Render the lines of the items below as a JSON list of strings, one string per line with blank lines omitted, starting at the line that contains "For the evaluation set, tag each instance of the woman's hand" and ending at the final line of the items, both included.
§
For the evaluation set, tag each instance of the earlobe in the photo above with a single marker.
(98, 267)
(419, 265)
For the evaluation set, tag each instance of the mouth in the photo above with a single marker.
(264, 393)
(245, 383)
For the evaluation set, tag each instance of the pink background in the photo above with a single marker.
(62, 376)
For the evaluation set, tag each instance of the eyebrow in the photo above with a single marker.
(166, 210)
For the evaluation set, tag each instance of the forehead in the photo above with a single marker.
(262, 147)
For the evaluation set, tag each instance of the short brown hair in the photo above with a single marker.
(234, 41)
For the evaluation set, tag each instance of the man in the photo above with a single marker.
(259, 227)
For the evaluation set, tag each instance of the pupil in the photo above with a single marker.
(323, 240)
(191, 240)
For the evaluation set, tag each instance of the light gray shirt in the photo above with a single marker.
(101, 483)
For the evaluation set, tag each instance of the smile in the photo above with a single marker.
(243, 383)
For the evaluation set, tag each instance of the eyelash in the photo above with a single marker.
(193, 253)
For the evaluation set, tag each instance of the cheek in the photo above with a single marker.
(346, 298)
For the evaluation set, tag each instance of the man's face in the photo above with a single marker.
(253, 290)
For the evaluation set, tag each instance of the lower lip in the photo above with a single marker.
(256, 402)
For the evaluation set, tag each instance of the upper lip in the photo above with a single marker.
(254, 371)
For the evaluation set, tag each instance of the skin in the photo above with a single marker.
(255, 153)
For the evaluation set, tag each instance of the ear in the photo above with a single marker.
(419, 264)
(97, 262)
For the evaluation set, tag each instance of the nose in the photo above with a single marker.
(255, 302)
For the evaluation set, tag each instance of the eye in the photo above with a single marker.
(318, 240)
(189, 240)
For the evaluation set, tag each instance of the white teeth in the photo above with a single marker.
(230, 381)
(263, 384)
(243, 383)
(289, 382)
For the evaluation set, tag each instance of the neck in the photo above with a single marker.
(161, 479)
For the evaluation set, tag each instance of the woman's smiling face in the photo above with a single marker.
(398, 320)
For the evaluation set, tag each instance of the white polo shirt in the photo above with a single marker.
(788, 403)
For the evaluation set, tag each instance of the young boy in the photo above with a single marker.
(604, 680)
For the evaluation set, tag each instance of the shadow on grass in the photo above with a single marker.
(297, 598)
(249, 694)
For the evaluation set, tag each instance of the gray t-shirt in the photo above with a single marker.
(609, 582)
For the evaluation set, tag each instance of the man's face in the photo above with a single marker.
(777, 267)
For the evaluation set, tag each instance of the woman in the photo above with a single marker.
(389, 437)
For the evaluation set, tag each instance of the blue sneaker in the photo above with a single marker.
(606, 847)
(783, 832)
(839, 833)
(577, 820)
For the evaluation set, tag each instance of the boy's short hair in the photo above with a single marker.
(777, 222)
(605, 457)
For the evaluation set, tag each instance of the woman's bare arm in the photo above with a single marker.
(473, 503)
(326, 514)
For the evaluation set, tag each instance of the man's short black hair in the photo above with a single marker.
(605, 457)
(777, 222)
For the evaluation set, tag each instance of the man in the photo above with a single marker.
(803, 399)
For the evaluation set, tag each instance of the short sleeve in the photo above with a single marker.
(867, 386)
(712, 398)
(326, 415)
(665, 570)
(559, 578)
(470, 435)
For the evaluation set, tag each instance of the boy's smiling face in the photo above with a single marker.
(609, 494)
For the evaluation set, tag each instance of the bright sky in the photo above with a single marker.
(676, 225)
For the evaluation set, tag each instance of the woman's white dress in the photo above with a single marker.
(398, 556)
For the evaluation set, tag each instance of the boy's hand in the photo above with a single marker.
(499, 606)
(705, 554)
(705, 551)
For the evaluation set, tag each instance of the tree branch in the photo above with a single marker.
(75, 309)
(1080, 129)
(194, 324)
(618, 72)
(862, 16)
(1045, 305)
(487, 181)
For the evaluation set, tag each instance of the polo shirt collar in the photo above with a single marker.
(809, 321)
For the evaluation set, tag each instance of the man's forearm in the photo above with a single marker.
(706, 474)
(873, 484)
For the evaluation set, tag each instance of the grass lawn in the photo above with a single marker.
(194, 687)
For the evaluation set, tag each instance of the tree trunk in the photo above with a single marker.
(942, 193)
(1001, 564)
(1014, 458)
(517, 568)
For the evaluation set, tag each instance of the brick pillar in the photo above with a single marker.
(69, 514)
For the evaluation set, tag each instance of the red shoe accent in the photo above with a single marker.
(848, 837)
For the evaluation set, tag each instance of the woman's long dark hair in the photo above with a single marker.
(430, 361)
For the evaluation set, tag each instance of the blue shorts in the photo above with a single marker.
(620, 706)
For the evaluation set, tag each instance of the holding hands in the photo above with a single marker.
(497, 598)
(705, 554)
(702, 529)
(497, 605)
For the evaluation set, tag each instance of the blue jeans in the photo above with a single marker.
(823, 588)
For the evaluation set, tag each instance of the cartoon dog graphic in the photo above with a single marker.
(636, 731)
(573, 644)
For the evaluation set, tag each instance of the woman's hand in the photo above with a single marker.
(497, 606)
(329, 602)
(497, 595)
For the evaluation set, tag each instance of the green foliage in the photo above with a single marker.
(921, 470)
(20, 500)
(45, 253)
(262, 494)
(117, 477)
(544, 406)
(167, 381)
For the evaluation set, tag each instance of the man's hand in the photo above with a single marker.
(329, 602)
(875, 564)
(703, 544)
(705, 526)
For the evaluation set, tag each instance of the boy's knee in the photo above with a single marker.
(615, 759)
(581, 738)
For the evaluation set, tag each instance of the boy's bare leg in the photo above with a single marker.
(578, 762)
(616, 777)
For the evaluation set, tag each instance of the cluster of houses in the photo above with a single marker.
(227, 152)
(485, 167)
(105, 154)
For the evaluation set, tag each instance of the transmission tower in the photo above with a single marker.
§
Answer below
[
  "For the evaluation set, tag each instance of the woman's hand in the photo above with a single marker.",
  "(497, 606)",
  "(329, 602)",
  "(497, 595)",
  "For the evaluation set, tag each instance of the green foliage in the photo above with a single marker.",
  "(921, 470)",
  "(20, 500)",
  "(45, 253)",
  "(262, 494)",
  "(117, 477)",
  "(544, 406)",
  "(167, 381)",
  "For the evaluation set, tag each instance of the man's hand in the photo above with a single marker.",
  "(329, 602)",
  "(875, 564)",
  "(703, 544)",
  "(705, 526)",
  "For the evaluation set, tag each instance of the boy's knee in the photo above with a single marker.",
  "(615, 759)",
  "(581, 738)",
  "For the evaluation set, tag each instance of the boy's bare leg in the photo above with a single marker.",
  "(578, 762)",
  "(616, 777)",
  "For the evaluation set, tag each instance of the cluster of houses in the photo above with a single marker.",
  "(227, 152)",
  "(485, 167)",
  "(105, 154)",
  "For the evaluation set, tag each instance of the transmission tower in the photo above with a single marker."
]